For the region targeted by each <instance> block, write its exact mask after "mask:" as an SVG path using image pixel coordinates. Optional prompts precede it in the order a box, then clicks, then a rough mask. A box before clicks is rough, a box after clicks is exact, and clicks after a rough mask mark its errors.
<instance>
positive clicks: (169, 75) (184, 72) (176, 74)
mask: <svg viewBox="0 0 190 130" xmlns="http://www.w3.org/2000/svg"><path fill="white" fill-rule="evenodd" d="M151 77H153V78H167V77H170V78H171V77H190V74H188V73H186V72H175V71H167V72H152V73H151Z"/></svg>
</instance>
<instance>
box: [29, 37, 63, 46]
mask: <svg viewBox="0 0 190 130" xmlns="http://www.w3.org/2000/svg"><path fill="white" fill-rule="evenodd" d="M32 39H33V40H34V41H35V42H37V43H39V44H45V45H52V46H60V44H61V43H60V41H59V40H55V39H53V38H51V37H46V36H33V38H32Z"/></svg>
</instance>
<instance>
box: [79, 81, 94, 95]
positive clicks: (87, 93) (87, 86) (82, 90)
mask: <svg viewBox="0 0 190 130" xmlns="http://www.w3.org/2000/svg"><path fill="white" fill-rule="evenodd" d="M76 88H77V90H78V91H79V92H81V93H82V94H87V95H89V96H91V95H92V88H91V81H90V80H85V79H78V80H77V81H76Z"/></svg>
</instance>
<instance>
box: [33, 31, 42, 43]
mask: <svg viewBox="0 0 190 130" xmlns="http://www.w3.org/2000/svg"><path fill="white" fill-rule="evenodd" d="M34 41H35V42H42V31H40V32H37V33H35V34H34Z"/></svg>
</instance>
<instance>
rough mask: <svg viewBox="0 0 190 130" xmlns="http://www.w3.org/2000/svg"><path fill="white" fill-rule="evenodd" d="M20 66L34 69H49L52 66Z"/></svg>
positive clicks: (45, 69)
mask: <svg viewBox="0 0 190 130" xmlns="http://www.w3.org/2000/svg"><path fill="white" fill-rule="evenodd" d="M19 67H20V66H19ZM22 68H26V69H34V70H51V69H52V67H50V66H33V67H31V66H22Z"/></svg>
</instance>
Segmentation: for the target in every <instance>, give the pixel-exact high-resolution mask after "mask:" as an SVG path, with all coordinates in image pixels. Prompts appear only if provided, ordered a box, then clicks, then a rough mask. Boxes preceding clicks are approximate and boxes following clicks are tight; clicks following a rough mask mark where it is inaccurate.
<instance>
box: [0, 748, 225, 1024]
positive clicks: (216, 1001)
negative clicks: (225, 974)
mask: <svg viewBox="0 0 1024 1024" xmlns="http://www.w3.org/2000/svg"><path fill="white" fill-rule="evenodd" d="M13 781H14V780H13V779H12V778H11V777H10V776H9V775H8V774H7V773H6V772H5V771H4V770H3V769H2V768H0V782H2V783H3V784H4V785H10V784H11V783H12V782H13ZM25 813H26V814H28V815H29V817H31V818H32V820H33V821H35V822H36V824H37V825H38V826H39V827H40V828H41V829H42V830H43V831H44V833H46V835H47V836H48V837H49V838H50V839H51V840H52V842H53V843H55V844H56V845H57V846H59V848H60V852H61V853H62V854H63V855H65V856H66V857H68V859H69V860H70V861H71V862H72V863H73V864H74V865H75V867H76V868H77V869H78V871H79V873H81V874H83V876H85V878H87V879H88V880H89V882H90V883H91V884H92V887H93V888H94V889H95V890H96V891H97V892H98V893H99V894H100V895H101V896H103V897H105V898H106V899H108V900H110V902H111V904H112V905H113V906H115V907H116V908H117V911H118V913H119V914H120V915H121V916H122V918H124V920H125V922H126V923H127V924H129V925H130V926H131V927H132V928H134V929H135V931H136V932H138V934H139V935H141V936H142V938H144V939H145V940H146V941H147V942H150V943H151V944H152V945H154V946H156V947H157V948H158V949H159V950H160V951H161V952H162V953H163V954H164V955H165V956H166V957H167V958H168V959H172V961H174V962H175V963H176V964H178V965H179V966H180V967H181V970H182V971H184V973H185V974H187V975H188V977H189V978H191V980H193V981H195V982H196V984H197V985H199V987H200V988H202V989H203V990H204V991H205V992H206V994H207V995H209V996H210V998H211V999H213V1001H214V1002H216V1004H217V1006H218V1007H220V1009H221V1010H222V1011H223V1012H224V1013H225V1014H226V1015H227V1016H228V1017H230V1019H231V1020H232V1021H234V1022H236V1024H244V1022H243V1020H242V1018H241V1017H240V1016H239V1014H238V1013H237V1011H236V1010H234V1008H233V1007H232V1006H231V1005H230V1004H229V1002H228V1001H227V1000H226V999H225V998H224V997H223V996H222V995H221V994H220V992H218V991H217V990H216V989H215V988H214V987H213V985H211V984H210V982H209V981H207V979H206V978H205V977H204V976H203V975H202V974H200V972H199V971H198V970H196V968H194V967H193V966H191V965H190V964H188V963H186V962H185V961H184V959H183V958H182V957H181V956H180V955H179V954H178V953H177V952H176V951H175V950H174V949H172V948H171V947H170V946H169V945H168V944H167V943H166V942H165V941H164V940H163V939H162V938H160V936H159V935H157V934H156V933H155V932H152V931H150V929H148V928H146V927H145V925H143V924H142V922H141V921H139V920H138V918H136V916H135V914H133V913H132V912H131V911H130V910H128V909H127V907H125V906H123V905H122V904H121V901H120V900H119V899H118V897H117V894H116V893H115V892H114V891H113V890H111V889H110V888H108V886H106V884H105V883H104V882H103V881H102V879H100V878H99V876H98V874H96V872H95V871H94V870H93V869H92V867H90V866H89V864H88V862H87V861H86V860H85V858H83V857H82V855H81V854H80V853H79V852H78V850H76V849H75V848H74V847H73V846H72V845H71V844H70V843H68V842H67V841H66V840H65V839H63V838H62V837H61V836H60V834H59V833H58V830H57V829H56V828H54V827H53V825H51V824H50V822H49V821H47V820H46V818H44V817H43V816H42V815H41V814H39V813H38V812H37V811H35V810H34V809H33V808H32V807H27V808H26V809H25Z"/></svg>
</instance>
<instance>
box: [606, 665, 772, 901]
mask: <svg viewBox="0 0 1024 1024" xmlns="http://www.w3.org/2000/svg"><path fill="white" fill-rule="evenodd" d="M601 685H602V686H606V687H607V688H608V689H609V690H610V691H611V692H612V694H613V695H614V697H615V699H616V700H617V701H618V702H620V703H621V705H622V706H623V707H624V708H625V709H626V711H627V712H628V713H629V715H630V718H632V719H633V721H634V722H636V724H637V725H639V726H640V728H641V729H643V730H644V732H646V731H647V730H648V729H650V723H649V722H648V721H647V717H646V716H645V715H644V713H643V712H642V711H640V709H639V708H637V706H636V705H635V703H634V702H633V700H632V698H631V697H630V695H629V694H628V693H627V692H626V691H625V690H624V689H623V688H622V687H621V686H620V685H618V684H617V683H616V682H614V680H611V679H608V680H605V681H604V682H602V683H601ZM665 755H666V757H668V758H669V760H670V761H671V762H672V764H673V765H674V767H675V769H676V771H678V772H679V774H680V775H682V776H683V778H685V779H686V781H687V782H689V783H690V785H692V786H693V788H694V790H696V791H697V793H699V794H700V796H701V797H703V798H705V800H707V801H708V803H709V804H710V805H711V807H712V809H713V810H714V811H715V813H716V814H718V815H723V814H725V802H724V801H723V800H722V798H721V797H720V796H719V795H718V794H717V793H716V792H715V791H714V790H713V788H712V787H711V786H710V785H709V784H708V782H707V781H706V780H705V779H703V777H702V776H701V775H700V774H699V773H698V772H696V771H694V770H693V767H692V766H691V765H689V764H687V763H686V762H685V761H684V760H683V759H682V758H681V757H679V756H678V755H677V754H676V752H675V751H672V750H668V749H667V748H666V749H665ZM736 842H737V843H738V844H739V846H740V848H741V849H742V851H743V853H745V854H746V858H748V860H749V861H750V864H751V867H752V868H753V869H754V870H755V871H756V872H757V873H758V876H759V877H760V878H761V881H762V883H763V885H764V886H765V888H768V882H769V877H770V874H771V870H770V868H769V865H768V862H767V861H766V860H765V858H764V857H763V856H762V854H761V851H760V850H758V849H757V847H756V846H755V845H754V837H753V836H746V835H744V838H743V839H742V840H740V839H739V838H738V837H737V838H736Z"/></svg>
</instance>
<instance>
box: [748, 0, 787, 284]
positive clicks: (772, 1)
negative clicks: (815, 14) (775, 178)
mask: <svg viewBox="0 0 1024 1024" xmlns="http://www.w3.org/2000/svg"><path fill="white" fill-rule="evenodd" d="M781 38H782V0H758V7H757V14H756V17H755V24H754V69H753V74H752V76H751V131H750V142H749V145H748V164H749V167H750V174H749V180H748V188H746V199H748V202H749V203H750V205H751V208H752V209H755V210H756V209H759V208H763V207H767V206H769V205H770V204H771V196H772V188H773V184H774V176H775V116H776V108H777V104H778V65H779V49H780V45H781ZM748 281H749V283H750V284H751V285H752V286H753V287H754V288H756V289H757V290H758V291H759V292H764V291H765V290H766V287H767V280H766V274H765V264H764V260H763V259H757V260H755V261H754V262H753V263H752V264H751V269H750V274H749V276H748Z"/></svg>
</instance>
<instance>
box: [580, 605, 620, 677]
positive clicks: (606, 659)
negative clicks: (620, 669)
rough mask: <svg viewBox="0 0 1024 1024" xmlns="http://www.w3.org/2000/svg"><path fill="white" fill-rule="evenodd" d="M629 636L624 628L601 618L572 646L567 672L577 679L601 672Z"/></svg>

══════════════════════════════

Your job is to copy out every line from the records above that has the word "after".

For the region targeted by each <instance> block, write its exact mask after "mask:" as an SVG path using image pixel coordinates. Optional prompts precede it in the order a box, then clicks, then a rough mask. A box before clicks is rough, a box after clicks is exact, and clicks after a rough mask mark its errors.
Segmentation: for the target in every <instance>, give the pixel-exact high-resolution mask after "mask:" as an SVG path, with all coordinates in image pixels. Prompts appear only if provided, ordered a box, then clicks, then a rough mask. Boxes preceding clicks are approximate and boxes following clicks are tight; clicks following a rough mask mark where it is inaccurate.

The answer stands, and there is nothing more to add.